2. "THE CONDITION OF THIS OBLIGATION IS SUCH, that whereas the Principal entered into a certain development contract with [governmental entity], numbered as shown above and hereto attached."
3. "NOW THEREFORE, if the Principal shall promptly make payment to all persons supplying labor and material in the prosecution of the construction or design work provided for in the development contract, and any and all duly authorized modifications of the contract that may hereafter be made, notice of which modifications to the surety being hereby waived, then this obligation to be void; otherwise to remain in full force and virtue."
4. "IN WITNESS WHEREOF, the above bounden parties have executed this instrument under their several seals on the date indicated above, the name and corporate seal of each corporate party being hereto affixed and these presents duly signed by its undersigned representative, pursuant to authority of its governing body." Appropriate places for execution by the surety and principal shall be provided.
(8) In any suit brought or defended under the provisions of this subsection, the presiding judge may allow reasonable attorneys' fees to the attorney representing the prevailing party. Attorneys' fees under this subdivision are to be taxed as part of the court costs and shall be payable by the losing party upon a finding that there was an unreasonable refusal by the losing party to fully resolve the matter which constituted the basis of the suit or the basis of the defense. For purposes of this subdivision, the term "prevailing party" means a party plaintiff or third‑party plaintiff who obtains a judgment of at least fifty percent (50%) of the monetary amount sought in a claim or a party defendant or third‑party defendant against whom a claim is asserted which results in a judgment of less than fifty percent (50%) of the amount sought in the claim defended. Notwithstanding the provisions of this subdivision, if an offer of judgment is served in accordance with G.S. 1A‑1, Rule 68, a "prevailing party" is an offeree who obtains judgment in an amount more favorable than the last offer or is an offeror against whom judgment is rendered in an amount less favorable than the last offer.
(9) The obligations and lien rights set forth in Article 2 of Chapter 44A of the General Statutes shall apply to a project awarded under this section to the extent of any property interests held by the private developer in the project. For purposes of applying the provisions of Article 2 of Chapter 44A of the General Statutes, the private developer shall be deemed the owner to the extent of that private developer's ownership interest. This subdivision shall not be construed as making the provisions of Article 2 of Chapter 44A of the General Statutes apply to governmental entities or public buildings to the extent of any property interest held by the governmental entity in the building.

RECORD SET:
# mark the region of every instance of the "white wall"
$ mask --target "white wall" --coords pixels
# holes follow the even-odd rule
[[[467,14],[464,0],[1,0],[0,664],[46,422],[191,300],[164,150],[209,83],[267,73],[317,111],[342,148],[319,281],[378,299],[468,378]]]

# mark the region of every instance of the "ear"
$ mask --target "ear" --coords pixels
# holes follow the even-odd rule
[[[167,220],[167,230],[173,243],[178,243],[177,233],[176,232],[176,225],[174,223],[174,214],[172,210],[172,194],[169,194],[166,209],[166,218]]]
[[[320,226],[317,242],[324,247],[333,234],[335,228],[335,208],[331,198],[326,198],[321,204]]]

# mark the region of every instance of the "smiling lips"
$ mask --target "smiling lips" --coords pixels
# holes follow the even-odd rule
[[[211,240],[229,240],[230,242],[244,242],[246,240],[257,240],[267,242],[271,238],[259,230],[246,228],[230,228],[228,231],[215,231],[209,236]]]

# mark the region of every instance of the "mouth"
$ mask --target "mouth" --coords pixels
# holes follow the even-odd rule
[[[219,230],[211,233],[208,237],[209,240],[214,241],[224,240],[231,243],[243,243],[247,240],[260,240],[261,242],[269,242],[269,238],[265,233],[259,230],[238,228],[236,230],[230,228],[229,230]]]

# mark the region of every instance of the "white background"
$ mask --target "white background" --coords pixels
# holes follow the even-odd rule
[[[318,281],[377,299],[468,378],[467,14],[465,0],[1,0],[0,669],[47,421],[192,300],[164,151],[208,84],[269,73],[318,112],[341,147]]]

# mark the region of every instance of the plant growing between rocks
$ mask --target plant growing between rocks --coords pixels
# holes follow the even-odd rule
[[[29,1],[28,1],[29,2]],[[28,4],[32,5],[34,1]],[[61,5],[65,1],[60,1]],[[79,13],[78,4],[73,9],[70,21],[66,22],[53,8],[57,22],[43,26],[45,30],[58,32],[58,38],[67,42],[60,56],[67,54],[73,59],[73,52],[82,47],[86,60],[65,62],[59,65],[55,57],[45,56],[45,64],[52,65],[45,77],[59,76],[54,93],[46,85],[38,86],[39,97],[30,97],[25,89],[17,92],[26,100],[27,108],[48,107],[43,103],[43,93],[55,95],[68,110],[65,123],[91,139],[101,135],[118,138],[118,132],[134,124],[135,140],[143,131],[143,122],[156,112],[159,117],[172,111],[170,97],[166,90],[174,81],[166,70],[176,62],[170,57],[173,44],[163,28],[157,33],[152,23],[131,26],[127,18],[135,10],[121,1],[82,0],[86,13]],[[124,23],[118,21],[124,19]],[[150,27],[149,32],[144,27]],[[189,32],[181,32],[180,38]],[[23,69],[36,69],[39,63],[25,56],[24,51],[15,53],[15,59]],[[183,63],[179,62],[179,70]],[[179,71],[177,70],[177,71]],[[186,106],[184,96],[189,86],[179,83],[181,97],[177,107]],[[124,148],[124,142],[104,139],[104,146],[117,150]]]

CHALLENGES:
#1 For each statement below, decide whether it agrees with the statute text above the entries. Answer yes or no and quote the words of the text that decide it.
(a) The surety waives notice of authorized modifications to the development contract.
(b) The presiding judge is required to award attorneys' fees to the prevailing party.
(c) Article 2 of Chapter 44A applies to governmental entities to the extent of their property interest in the building.
#2 According to the statute text above the entries, who is deemed the owner when Article 2 of Chapter 44A is applied to a project awarded under this section?

RESPONSES:
#1
(a) Yes: "notice of which modifications to the surety being hereby waived"
(b) No: "the presiding judge may allow reasonable attorneys' fees to the attorney representing the prevailing party"
(c) No: "This subdivision shall not be construed as making the provisions of Article 2 of Chapter 44A of the General Statutes apply to governmental entities or public buildings to the extent of any property interest held by the governmental entity in the building."

#2 The private developer, to the extent of its ownership interest.